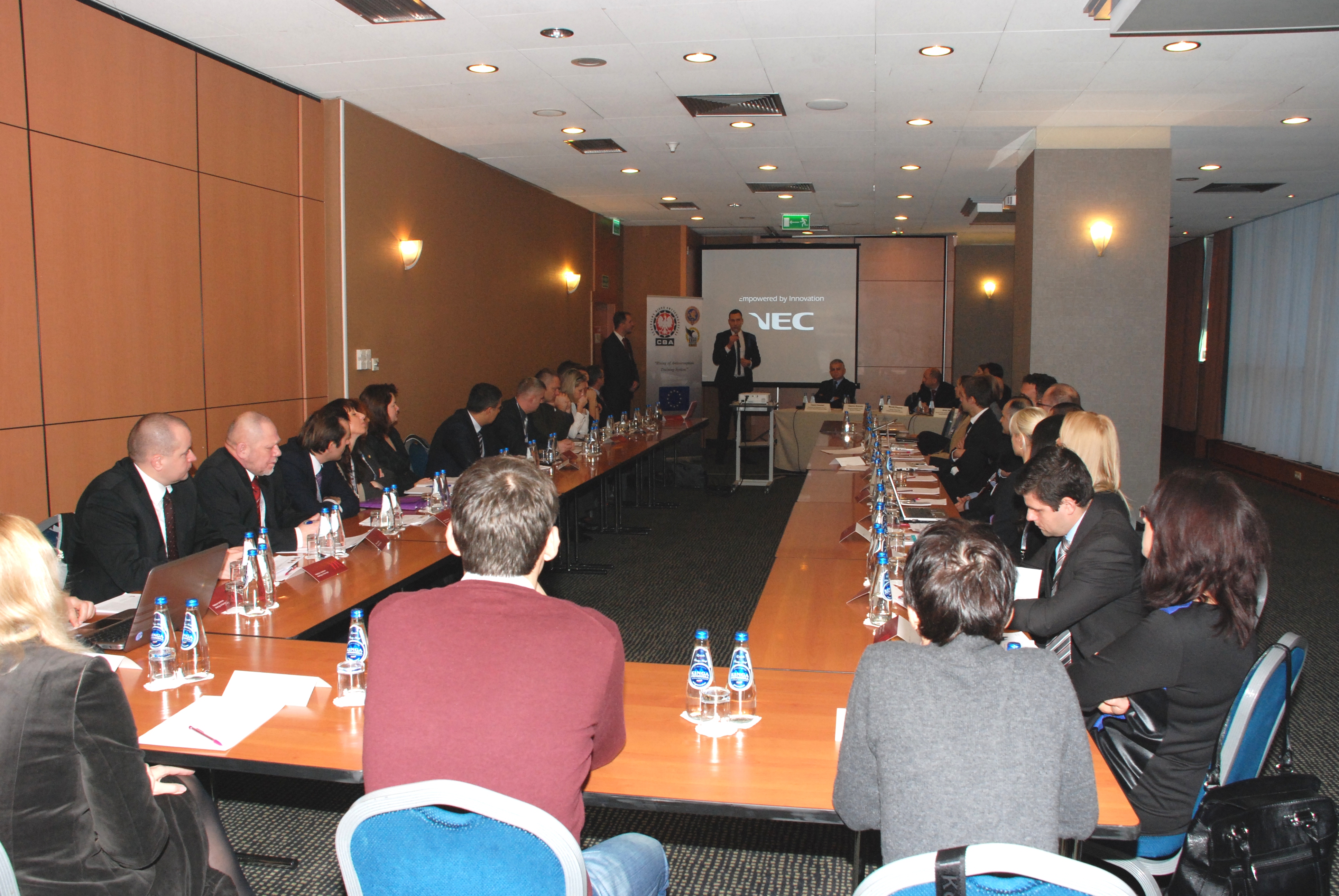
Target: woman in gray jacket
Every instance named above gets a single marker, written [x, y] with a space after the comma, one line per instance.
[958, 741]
######
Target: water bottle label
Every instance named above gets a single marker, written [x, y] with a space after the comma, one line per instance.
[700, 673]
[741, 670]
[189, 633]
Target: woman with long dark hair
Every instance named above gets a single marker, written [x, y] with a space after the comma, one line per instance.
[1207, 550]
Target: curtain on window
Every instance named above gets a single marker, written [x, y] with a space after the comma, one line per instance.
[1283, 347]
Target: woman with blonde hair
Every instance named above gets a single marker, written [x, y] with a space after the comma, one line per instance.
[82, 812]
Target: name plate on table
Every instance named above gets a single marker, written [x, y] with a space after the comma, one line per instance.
######
=== WORK REQUIRED ===
Filter the entries above and keep only the lines with the word "Target".

=== EXERCISE RESULT ===
Target: woman in gray jacket
Target: water bottle label
Target: woman with long dark hair
Target: curtain on window
Target: woman with blonde hair
Target: name plate on table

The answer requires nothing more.